* _Task instructions_
After finding the line containing "query | man's nose" below, please output that line and each following one through the line containing "query | silver chain necklace", exactly as written.

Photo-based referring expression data
◆ ◆ ◆ ◆ ◆ ◆ ◆

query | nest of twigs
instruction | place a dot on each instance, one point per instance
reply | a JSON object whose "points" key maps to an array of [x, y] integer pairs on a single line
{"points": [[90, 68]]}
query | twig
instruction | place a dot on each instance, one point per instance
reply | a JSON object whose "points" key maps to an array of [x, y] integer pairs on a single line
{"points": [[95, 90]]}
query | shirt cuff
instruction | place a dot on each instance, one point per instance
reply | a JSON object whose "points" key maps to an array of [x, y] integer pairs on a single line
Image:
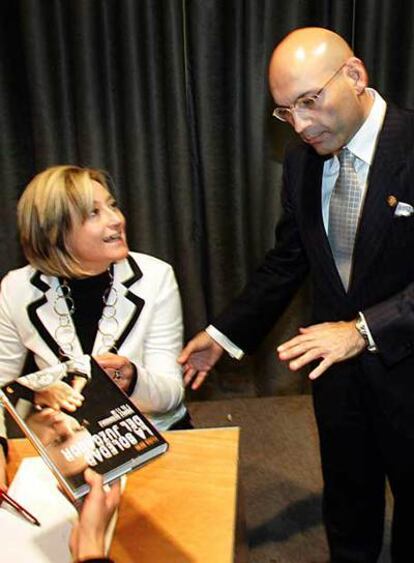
{"points": [[134, 380], [372, 347], [231, 348]]}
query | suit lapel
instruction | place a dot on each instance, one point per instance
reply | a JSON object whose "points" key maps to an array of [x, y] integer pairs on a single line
{"points": [[317, 240], [386, 179]]}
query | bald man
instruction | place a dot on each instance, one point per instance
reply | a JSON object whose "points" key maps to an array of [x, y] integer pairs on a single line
{"points": [[361, 344]]}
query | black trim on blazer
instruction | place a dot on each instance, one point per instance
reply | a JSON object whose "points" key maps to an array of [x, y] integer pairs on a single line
{"points": [[137, 301], [48, 338], [34, 318]]}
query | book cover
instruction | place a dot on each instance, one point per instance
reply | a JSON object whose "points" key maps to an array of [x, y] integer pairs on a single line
{"points": [[107, 432]]}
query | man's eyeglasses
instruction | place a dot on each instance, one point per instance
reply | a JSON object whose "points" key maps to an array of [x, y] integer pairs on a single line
{"points": [[303, 103]]}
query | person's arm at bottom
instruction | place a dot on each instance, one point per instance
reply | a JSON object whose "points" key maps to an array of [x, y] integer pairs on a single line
{"points": [[87, 541], [3, 463]]}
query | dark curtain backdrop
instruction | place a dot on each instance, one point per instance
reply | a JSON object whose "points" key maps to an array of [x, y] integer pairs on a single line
{"points": [[170, 97]]}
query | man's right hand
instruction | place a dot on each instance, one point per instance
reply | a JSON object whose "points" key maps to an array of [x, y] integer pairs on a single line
{"points": [[198, 357]]}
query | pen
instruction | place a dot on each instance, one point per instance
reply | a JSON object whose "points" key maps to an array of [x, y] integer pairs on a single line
{"points": [[19, 508]]}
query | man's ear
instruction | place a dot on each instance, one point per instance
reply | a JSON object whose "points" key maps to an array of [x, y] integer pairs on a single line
{"points": [[356, 71]]}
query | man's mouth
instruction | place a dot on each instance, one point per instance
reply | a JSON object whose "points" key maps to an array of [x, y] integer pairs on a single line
{"points": [[314, 139]]}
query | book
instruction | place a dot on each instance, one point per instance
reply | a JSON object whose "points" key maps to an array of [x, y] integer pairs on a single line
{"points": [[36, 488], [107, 432]]}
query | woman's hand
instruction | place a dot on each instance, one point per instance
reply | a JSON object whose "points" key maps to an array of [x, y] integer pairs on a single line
{"points": [[59, 395], [3, 475], [118, 367], [88, 534]]}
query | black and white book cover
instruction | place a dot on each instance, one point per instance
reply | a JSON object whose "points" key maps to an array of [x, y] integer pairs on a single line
{"points": [[107, 432]]}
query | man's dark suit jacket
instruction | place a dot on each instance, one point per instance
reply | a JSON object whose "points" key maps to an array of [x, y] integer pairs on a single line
{"points": [[382, 282]]}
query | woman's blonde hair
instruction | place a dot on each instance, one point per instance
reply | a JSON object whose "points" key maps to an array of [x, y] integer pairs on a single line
{"points": [[46, 212]]}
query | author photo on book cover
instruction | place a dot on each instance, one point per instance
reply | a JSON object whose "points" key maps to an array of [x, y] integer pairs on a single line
{"points": [[84, 292]]}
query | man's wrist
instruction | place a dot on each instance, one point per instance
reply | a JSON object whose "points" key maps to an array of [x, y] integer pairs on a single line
{"points": [[362, 328]]}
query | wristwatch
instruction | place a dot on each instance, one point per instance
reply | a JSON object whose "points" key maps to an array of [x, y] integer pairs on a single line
{"points": [[361, 327]]}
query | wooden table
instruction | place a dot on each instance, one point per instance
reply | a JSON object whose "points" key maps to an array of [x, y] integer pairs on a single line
{"points": [[181, 508]]}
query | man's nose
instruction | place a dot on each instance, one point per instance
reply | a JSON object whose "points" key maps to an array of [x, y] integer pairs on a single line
{"points": [[300, 122]]}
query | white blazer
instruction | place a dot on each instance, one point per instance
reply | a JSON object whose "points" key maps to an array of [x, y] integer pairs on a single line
{"points": [[149, 334]]}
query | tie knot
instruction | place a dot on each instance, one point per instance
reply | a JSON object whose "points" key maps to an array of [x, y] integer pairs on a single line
{"points": [[346, 158]]}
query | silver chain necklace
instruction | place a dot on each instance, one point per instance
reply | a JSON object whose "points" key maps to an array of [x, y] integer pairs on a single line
{"points": [[64, 307]]}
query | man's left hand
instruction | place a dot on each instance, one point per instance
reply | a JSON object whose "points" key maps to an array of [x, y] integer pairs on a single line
{"points": [[329, 342]]}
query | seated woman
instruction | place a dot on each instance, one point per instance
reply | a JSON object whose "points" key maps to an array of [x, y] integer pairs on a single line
{"points": [[84, 292]]}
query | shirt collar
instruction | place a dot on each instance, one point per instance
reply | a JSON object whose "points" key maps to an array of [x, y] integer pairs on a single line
{"points": [[363, 143]]}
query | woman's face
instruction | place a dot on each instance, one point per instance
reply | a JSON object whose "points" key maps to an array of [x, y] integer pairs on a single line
{"points": [[100, 239]]}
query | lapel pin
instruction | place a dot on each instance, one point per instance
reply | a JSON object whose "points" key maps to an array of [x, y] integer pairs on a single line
{"points": [[392, 200]]}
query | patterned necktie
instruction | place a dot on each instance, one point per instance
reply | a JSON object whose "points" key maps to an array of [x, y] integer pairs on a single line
{"points": [[344, 214]]}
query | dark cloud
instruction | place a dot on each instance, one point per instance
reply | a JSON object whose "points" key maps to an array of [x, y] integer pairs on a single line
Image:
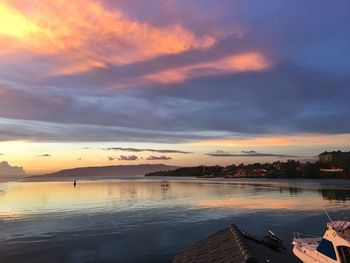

◆ ◆ ◆ ◆ ◆ ◆ ◆

* _Task response_
query | man's nose
instruction | place a dot on each instance, one point per instance
reply | a JSON object whose "points" key maps to an array of [x, y] integer pairs on a single line
{"points": [[300, 122]]}
query | white blazer
instruction | place a dot on each instance, one point per instance
reply | a JSON object whose "points" key maps to an array of [x, y] integer pairs on a single line
{"points": [[149, 334]]}
query | tie knot
instruction | place a dot on each instance, one point per instance
reply | a JSON object whose "points" key maps to an array of [x, y] integer pairs on a single line
{"points": [[346, 158]]}
query | silver chain necklace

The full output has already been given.